:: Liste des consignes ::
1. Dans le texte sur le confinement au Venezuela et en France, relevez :
(a) la notion qui fait corps avec l'organisation commune de l'espace dans de nombreux territoires du Venezuela ;
(b) la profession de Jean-François Parent ;
(c) le maire qui décide d'abandonner le protocole ordonné par l'État, et la ville dont il est maire.
2. Donnez la suite du texte sur le confinement au Venezuela et en France, en commençant après sa dernière phrase.

:: Texte à lire ::
À la différence de la France, la notion d’ « habiter », dans de très nombreux territoires du Venezuela, fait corps avec l’organisation commune de l’espace, et le caractère commun de la prise de décision. La notion de confinement est donc vécue différemment, et nous interpelle en Occident sur l’inexistence de construction de communs dans nos rapports de voisinage.
“Les politiques publiques de logement au Venezuela”, conversation avec l’architecte français Jean-François Parent
Le Venezuela a déjà connu une crise institutionnelle qui a été dépassée. Aujourd’hui, l’appel du président Maduro au confinement est respecté par tous les secteurs, tandis que Juan Guaido continue de faire le clown depuis sa chambre d’hôtel. La France, elle, est plongée dans une crise de légitimité, l’autorité politique de l’État ayant été publiquement défiée par l’autorité morale de l’infectiologue Didier Raoult. D’ores et déjà, des élus locaux se refusent à compter les morts en attendant le feu vert de l’État français. Ainsi, le maire de Nice, Christian Estrosi, décide d’abandonner le protocole ordonné par l’Etat pour suivre celui du professeur marseillais dans le CHU de sa ville. Alors que le Venezuela fait bloc derrière l’État révolutionnaire, la France, elle, semble revenir au système féodal.

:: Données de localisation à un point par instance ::
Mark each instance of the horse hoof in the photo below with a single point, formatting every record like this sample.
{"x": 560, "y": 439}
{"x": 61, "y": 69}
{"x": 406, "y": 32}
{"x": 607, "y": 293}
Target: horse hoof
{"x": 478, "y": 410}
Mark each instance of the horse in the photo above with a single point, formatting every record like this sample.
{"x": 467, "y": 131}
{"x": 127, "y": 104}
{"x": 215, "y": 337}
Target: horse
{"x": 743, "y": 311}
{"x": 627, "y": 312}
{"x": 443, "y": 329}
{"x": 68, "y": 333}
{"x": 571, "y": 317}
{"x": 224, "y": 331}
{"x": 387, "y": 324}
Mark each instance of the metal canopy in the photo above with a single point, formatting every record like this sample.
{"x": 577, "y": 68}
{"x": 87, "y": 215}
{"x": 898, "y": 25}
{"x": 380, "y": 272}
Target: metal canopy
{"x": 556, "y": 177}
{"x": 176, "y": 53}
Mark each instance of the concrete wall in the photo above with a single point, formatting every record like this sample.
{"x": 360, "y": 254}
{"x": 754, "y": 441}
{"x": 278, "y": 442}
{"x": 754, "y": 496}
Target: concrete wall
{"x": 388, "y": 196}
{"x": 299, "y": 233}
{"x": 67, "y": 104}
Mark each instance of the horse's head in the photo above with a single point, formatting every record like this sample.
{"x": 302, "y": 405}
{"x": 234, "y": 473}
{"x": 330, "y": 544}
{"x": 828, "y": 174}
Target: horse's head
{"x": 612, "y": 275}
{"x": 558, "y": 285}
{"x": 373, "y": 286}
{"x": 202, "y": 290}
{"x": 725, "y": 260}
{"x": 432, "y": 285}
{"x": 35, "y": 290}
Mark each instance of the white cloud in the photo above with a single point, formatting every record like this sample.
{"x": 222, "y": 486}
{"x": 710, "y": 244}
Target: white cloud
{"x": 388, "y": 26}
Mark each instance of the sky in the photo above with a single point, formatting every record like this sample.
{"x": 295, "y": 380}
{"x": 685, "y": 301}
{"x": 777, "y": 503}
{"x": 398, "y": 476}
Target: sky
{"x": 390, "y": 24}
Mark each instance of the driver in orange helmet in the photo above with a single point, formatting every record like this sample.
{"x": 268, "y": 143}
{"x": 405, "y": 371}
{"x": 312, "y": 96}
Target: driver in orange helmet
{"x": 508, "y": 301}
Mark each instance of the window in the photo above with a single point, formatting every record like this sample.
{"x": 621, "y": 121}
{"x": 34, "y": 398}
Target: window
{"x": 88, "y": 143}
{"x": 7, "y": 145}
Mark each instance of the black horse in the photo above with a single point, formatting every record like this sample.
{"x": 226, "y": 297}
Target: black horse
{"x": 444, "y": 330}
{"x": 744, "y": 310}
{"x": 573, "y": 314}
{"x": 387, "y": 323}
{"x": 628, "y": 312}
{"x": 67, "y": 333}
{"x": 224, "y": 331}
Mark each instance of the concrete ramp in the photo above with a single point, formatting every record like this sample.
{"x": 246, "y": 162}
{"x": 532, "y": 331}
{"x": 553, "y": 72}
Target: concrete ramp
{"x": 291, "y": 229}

:: Réponses par item ::
1.
(a) La notion d'« habiter ».
(b) Il est architecte.
(c) Christian Estrosi, maire de Nice.

2.
Les ruptures de stock dans les magasins français, les spéculations et hausse de prix de certains produits, les vols de masques protecteurs (et peut-être demain le marché noir si le confinement s’éternise) sont quelques-uns des symptômes de la guerre économique que vit le Venezuela depuis plusieurs années. À la différence de l’Hexagone, les citoyens vénézuéliens sont déjà préparés à ce genre de conjoncture, et ont élaboré des solutions collectives pour pallier les manques.
Enfin, les Vénézuéliens sont rodés à la guerre médiatique et psychologique depuis plusieurs années. Ils savent que lorsque l’information vient des médias commerciaux, il ne faut pas s’y attarder une minute. En France, si les essais du professeur Raoult se confirment, le système médiatique devra rendre des comptes pour avoir traité le médecin marseillais comme un charlatan. La palme revient, comme souvent, au Monde et à ses “décodeurs” pour avoir soutenu que le traitement à la chloroquine était une fake news. Alors que plusieurs pays ont déjà adopté ce traitement en toute urgence (Chine, Venezuela, USA, Argentine…), les médias français se sont déjà rendus coresponsables de milliers d’infections et de centaines de morts. Les Vénézuéliens savent déjà comment réagir face à ce système de propagande, et aux opérations psychologiques. Nous, nous apprenons à peine, et nous n’oublierons pas.
Encore une fois, les sicaires médiatiques et académiques attendent de voir comment la Révolution Bolivarienne succombera à la pandémie du Covid-19. Ils risquent encore de ronger leur frein, et de passer leur quarantaine noyés dans leur amertume.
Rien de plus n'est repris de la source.